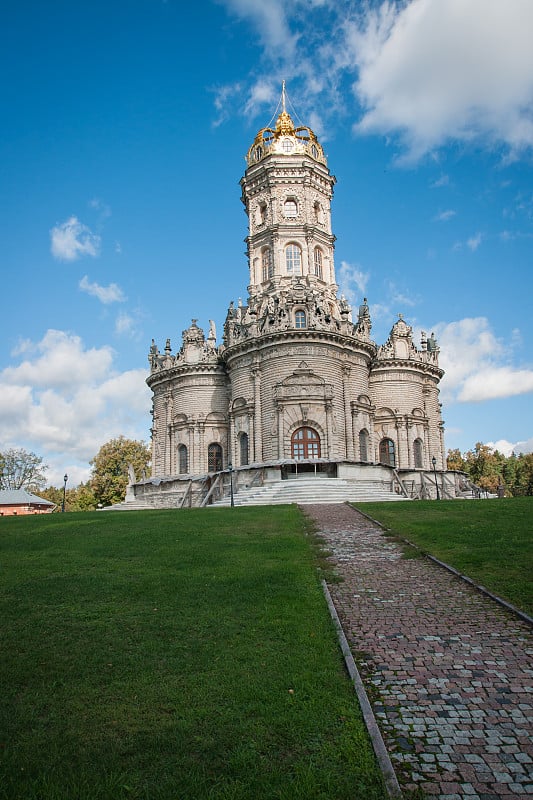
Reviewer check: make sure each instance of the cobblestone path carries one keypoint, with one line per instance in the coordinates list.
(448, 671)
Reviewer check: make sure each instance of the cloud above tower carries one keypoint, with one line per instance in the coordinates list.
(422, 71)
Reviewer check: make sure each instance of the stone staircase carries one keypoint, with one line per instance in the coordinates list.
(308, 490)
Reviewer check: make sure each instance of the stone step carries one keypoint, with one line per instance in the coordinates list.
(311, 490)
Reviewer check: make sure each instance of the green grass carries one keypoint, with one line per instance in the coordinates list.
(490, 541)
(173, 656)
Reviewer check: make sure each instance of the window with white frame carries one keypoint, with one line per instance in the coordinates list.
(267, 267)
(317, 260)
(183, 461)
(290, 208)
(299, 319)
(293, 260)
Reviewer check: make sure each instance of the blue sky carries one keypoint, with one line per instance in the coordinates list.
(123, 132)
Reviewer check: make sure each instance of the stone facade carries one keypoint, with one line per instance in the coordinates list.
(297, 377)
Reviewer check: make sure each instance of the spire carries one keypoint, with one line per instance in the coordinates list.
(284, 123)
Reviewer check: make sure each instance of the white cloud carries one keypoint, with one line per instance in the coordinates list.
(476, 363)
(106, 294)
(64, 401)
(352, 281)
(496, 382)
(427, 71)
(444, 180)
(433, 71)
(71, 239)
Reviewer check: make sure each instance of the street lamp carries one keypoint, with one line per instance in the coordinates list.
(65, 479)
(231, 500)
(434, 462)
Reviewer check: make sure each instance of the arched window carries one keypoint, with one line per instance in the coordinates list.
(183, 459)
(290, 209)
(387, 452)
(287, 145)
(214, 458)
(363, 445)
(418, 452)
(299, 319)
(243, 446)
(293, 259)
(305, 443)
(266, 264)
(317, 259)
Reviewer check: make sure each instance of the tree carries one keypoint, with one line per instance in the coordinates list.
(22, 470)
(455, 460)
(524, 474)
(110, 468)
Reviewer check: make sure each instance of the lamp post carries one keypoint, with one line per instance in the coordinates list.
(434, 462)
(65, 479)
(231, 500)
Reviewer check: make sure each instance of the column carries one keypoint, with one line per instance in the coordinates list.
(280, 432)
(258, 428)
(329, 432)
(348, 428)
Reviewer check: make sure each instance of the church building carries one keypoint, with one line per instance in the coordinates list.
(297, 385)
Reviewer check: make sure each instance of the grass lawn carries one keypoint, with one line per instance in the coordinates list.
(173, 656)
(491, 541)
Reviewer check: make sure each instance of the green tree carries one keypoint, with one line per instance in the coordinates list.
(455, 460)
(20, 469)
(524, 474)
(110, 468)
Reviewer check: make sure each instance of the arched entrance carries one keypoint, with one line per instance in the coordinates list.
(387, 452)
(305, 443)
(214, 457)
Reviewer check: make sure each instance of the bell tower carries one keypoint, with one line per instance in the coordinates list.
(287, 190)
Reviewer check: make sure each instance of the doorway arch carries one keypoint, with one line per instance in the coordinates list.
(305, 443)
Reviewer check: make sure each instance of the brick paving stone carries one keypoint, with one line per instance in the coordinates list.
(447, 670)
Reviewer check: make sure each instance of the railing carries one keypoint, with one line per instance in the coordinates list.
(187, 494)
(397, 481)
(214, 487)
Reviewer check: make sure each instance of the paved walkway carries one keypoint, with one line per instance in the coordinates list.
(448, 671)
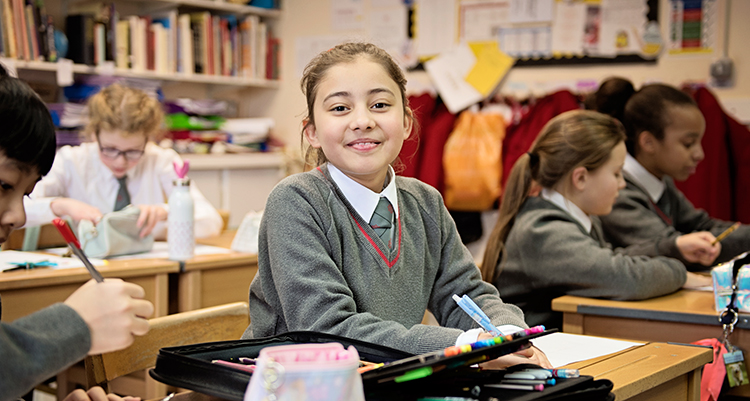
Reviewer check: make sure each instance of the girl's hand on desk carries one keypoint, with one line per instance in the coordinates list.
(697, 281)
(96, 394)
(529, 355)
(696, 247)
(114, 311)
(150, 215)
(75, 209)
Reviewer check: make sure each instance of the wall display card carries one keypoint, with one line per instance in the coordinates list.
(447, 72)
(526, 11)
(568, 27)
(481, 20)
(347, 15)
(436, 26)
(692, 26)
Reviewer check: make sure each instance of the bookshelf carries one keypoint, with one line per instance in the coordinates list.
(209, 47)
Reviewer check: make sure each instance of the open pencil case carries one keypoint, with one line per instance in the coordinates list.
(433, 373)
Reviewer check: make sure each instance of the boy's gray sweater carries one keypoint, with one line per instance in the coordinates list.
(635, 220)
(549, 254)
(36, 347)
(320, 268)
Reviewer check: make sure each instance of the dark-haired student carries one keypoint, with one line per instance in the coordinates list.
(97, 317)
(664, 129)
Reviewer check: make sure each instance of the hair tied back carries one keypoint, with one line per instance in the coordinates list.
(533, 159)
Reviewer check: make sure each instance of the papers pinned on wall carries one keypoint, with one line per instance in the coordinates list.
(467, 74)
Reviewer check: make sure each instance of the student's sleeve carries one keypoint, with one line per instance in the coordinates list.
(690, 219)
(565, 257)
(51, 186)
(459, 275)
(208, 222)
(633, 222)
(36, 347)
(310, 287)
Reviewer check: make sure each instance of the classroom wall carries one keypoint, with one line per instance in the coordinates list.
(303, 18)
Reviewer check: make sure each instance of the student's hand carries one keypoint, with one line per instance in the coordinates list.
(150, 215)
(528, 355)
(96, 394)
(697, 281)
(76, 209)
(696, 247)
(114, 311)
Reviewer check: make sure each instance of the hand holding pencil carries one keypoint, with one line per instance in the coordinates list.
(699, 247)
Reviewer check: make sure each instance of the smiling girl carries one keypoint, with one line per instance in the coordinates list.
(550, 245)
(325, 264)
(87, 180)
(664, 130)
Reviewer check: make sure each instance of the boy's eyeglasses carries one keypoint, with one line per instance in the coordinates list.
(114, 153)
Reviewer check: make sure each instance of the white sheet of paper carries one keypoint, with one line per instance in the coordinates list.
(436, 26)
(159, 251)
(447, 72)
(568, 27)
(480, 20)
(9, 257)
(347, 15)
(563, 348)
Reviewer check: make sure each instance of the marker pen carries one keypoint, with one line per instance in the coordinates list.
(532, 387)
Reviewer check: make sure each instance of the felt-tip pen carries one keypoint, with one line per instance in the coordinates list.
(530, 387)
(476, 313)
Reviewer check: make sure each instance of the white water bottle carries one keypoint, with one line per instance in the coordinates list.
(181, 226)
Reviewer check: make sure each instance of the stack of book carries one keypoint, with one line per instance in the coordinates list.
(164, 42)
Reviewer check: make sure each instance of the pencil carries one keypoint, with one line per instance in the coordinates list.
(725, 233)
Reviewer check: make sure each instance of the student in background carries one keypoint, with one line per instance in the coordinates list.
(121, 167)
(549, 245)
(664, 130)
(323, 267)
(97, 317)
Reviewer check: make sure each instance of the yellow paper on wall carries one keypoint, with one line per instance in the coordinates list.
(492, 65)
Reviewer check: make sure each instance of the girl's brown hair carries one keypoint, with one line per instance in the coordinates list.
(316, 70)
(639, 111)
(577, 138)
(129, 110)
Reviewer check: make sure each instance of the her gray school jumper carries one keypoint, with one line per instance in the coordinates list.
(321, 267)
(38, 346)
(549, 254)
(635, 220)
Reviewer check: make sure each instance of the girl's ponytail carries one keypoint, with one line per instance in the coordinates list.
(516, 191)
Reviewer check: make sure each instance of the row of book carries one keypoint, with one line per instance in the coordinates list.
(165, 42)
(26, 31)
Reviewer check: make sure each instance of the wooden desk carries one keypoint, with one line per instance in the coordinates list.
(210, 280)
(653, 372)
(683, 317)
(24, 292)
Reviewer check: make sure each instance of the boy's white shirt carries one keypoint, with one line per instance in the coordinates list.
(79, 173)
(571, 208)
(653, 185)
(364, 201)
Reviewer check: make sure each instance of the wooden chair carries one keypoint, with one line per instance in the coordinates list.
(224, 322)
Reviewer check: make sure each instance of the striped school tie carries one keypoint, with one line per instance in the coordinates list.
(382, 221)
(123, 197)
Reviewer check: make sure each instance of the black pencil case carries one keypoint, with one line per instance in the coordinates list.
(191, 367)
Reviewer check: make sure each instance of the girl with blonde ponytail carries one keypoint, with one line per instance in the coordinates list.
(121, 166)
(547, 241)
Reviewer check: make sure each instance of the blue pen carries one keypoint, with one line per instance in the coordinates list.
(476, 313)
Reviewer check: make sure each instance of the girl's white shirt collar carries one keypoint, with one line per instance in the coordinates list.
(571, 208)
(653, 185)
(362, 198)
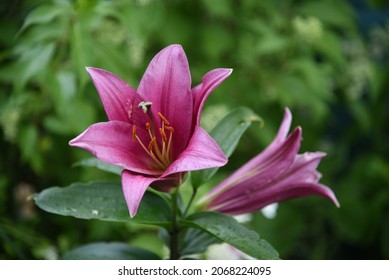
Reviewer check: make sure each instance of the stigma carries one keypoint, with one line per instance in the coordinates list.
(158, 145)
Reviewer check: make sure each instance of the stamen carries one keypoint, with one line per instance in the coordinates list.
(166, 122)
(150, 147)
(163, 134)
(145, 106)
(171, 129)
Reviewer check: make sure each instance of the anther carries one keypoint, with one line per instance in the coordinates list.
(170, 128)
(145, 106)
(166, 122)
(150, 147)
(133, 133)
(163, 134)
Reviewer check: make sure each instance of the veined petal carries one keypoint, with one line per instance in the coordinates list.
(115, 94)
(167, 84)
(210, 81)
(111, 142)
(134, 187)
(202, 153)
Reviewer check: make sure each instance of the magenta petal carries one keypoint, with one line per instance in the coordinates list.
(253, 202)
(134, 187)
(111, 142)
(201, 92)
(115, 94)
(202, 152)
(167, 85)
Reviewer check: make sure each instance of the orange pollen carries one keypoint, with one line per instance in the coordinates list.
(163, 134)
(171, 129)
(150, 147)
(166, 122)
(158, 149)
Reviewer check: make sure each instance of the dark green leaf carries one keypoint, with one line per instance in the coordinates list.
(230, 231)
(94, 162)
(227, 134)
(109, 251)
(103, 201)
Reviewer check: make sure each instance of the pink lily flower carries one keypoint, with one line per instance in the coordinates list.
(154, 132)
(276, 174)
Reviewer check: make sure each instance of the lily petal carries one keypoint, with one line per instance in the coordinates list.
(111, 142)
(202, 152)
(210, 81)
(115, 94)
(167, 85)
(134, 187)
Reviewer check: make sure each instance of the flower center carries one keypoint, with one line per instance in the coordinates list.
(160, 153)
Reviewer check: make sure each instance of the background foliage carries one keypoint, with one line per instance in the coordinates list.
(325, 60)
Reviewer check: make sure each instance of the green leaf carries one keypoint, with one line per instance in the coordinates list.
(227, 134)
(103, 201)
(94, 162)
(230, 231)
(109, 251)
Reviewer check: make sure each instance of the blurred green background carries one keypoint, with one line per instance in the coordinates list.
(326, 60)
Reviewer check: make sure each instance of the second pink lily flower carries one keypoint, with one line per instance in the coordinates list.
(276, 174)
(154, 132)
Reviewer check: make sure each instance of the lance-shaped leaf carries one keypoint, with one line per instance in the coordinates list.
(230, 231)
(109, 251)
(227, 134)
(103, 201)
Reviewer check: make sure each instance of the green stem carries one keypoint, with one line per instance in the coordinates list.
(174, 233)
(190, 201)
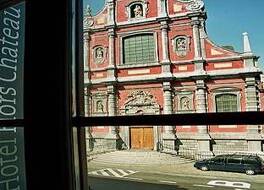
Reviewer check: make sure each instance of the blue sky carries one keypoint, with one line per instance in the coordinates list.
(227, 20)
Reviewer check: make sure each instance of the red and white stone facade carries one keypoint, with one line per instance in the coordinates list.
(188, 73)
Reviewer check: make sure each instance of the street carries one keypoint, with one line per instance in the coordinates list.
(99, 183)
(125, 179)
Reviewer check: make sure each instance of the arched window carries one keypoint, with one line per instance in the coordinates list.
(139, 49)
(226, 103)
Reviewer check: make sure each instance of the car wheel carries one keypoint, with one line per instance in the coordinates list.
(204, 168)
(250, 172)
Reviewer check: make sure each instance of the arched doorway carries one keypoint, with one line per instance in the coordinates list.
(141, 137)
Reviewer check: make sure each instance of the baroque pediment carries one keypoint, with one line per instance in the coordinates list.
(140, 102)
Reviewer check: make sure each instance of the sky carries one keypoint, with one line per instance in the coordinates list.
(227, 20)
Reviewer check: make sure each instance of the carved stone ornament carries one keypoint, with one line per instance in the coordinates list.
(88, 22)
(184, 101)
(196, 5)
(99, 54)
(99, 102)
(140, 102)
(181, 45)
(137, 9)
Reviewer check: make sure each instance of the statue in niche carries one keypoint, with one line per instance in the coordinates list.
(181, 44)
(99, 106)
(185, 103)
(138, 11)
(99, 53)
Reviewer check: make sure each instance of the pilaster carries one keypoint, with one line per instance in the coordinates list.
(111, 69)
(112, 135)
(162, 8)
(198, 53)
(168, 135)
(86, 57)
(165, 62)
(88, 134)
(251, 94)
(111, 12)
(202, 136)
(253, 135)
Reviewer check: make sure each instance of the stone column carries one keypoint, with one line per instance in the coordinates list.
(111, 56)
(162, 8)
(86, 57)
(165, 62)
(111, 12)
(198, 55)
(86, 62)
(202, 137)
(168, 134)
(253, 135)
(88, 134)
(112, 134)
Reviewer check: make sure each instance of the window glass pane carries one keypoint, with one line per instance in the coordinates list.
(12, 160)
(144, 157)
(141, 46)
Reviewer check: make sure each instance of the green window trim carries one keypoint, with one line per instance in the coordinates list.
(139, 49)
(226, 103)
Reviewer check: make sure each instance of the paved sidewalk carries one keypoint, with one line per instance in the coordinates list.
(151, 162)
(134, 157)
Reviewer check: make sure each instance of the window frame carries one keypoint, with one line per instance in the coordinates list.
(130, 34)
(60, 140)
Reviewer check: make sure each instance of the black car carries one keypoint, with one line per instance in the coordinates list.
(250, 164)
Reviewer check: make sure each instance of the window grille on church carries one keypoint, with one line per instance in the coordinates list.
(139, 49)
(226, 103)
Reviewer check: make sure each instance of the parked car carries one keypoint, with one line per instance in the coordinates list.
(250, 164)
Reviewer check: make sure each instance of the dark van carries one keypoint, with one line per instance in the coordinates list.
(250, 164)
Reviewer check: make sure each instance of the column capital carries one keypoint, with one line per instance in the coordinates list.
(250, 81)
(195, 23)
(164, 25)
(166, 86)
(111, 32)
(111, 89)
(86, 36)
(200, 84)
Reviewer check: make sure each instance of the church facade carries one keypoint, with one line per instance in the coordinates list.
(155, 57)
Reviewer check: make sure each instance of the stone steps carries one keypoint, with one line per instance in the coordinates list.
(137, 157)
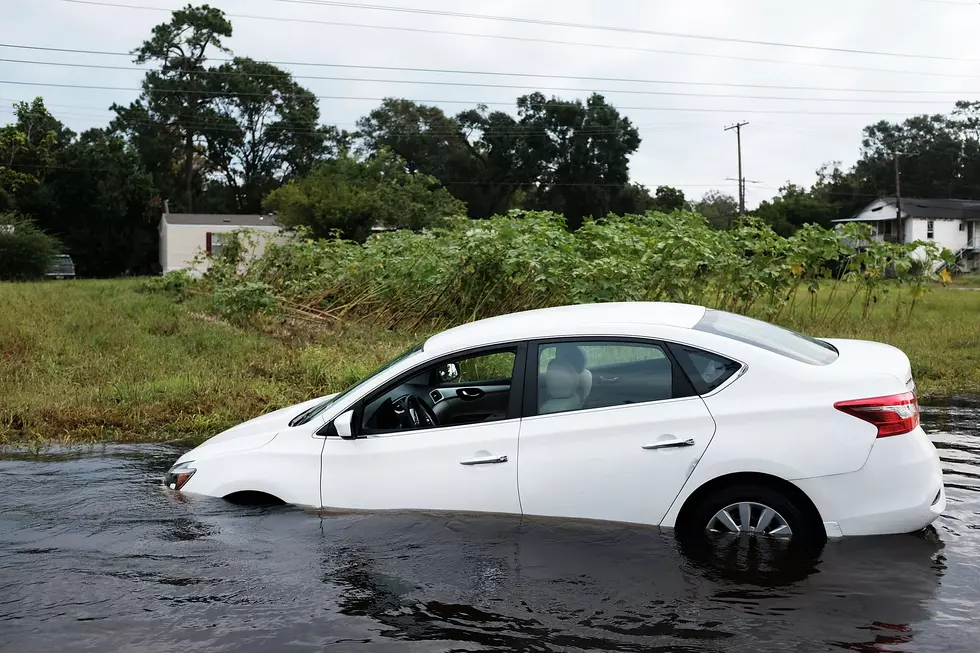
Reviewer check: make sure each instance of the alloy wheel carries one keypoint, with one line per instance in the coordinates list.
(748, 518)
....
* [Required action] Would you copy the lines from the one holding "Reviewer check: make sure each instance of the stone steps" down to the last line of the material, both included, exactly and with nothing added, skipping the pictures?

* [Expected answer]
Reviewer check: make sure each instance of the stone steps carries one keypoint, with one line per instance in the coordinates list.
(137, 157)
Reviewer check: make sure each instance of the alloy wheel carries one keypoint, with one line per instance in the coordinates list.
(748, 518)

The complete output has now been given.